* [JOBS]:
1: For each statement about the dog-attack story, answer yes or no and quote the story's deciding words: (a) the attack took place on the neighbor's side of the property line, (b) Miss Daisy got out during a furniture delivery, (c) Miss Daisy needed two surgeries after the attack.
2: Write a continuation of the story about Miss Daisy and the husky, picking up after its final sentence.

:: SELECTION

I managed to keep her safe while living in Mexico, amazingly enough. Her closest call came in Texas. I rarely opened the front door, but one day about 5 years ago I had a furniture delivery. It is was totally my fault for not securing Miss Daisy Dog by locking her in the bedroom. She zoomed out the door and made a beeline for the neighbor's husky that was tied up on the property line. I didn't know the husky was there. I'd still like to know why the neighbors thought it was OK to stake the dog on the property line. The attack happened on my yard. Puffing up her neck hair and yapping shrilly to show off her small dog bravado, Miss Daisy thought she could show she was the boss of her own yard. The husky nearly made a minced meat sandwich out of Daisy.  Two surgeries and $1500 later for the neck and stomach wounds, she still has a hernia protruding from her abdomen. The vet said Miss Daisy was very, very lucky to have survived the attack.

::::
:: DATASET EXTRACT

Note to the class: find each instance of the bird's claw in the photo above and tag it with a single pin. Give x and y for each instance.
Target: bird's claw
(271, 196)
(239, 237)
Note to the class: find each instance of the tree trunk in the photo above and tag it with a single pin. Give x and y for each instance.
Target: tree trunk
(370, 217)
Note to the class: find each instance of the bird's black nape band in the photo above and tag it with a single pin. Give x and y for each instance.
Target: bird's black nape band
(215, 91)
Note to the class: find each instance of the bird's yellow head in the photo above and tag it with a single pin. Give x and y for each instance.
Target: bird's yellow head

::::
:: DATASET EXTRACT

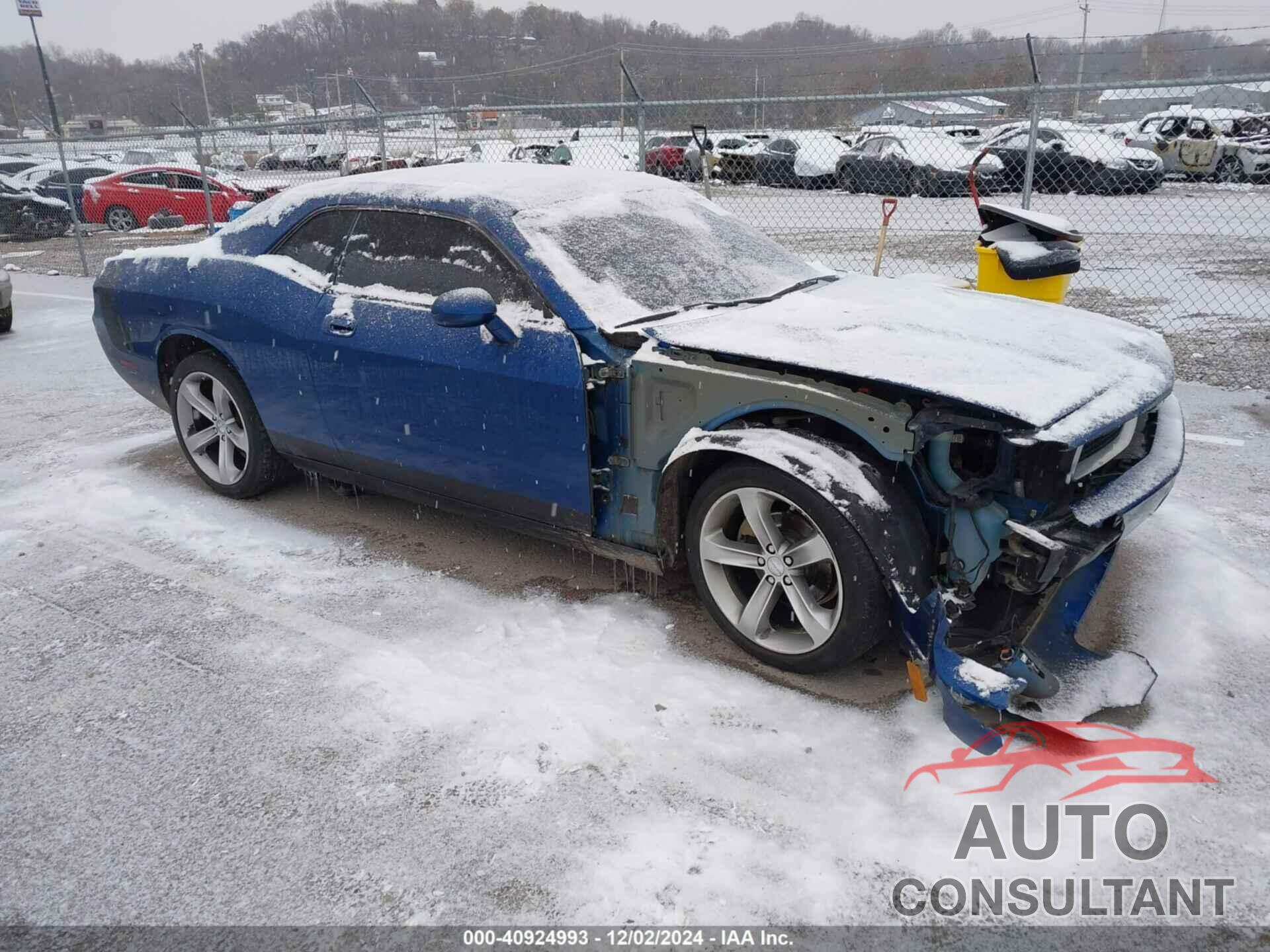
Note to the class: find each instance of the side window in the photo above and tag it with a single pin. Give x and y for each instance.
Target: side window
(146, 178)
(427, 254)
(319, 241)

::::

* [FINAL ANSWERS]:
1:
(a) No: "The attack happened on my yard."
(b) Yes: "I had a furniture delivery" and "She zoomed out the door."
(c) Yes: "Two surgeries and $1500 later for the neck and stomach wounds."

2:
Now I feel bad about being angry with the nephews. My initial anger was a knee-jerk reaction to the fear of losing beautiful Miss Daisy Dog. But Daisy has had a few close calls over the years, so I have screwed up a time or two or three. I'm sorry I was hard on you both. But if either of you call my dog ugly again and claim it doesn't matter because she can't hear you just one more time, I will put you both outside and forget about you.